Interior designers work to create spaces that are attractive, functional, and safe while meeting the specific needs of each client.

An interior designer looking at a color palette.

Through the use of furniture placement, colour palettes, decorations, and functional decor, interior designers can create a variety of spaces — from living rooms that are beautiful yet functional, to offices that people want and love to work in. Elements such as artwork, lighting, window treatments and flooring must work together to contribute to an overall look that will satisfy a client's needs.

There are a variety of areas that interior designers can specialize in:

Corporate Design
Corporate designers create a combination of practical and professional workplaces, and also try to incorporate elements of a company's brand within their design. They work in a variety of settings, from very small offices and start-ups, to very large corporate buildings. Regardless of the size and scope of the project, their main focus is on creating a space that is efficient and functional.

Corporate designers also work to create spaces, especially work environments, that contribute to good health and posture for employees confined to offices for most of the day. The placement of computers, computer desks, and computer chairs are often the focus, as many people use these items for extended periods of time. People using them may suffer unnecessary fatigue, stress, and even injury if the wrong products are used or if they are improperly adjusted or placed. Designers will consider the job (activity) being done, the demands on the user, the equipment being used (its size, shape, and how appropriate it is for the task), and then design the space with those elements in mind.

Healthcare Design
Healthcare designers plan and renovate physician's offices, dental offices, hospitals, healthcare centres, clinics, and residential care facilities. These types of designers specialize in evidence-based design -- evidence-based design was first defined as "the deliberate attempt to base design decisions on the best available research evidence" and that "an evidence-based designer, together with an informed client, makes decisions based on the best available information from research and project evaluations".

Having this data and research already available helps interior designers plan positive and welcoming spaces for patients, residents, and facilities.

Kitchen and Bath Design
Kitchen and bath designers discuss all aspects of creating, remodelling, or updating the kitchen and bathroom area of a client's home. They have expert knowledge of cabinets, fixtures, appliances, plumbing, building materials, and electrical solutions for these specific rooms. Themes, colours, patterns, and room layout is discussed with the client, which will result in sketches and drawings based on those discussions. Once a project has started, it is the responsibility of the designer to keep all expenses within the client's budget.

Sustainable Design
Sustainable designers often obtain certification in Leadership in Energy and Environmental Design (LEED) from the U.S. Green Building Council. This type of certification shows clients expertise in designing buildings and spaces with sustainable practices in mind.

▶ [DATA BLOCK]:
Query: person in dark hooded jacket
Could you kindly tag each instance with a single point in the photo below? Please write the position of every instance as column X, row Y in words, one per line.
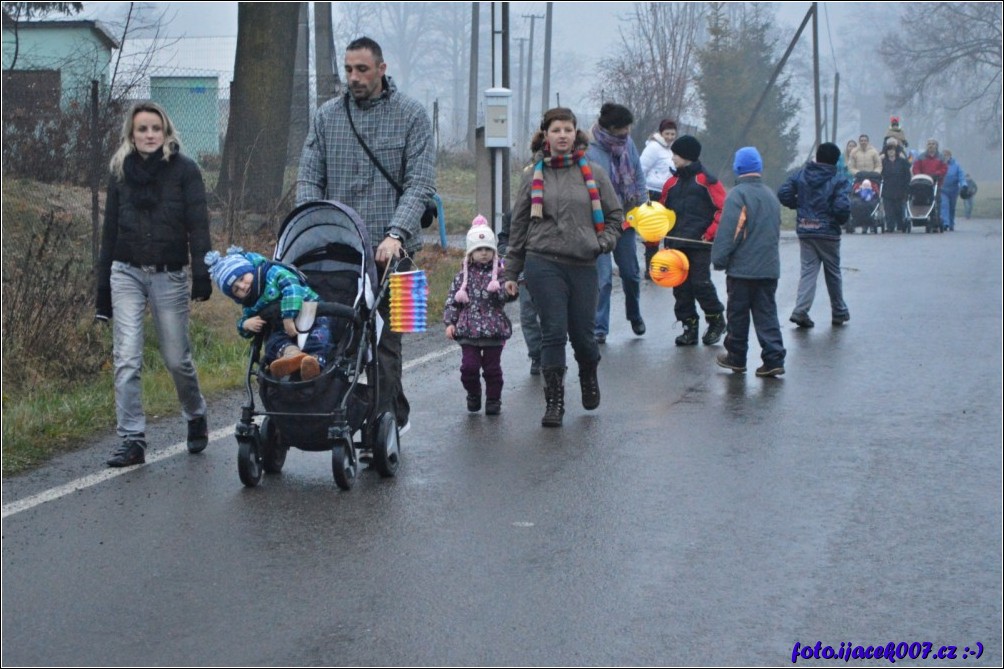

▶ [EXERCISE]: Check each statement against the text on interior design specialties, answering yes or no and quoting the deciding words of the text. 1. Sustainable designers often hold LEED certification from the U.S. Green Building Council. 2. Once a kitchen or bath project has started, keeping expenses within budget is the client's responsibility. 3. Corporate designers work only in very large corporate buildings.

▶ [SOLUTION]:
1. Yes: "Sustainable designers often obtain certification in Leadership in Energy and Environmental Design (LEED) from the U.S. Green Building Council."
2. No: "Once a project has started, it is the responsibility of the designer to keep all expenses within the client's budget."
3. No: "They work in a variety of settings, from very small offices and start-ups, to very large corporate buildings."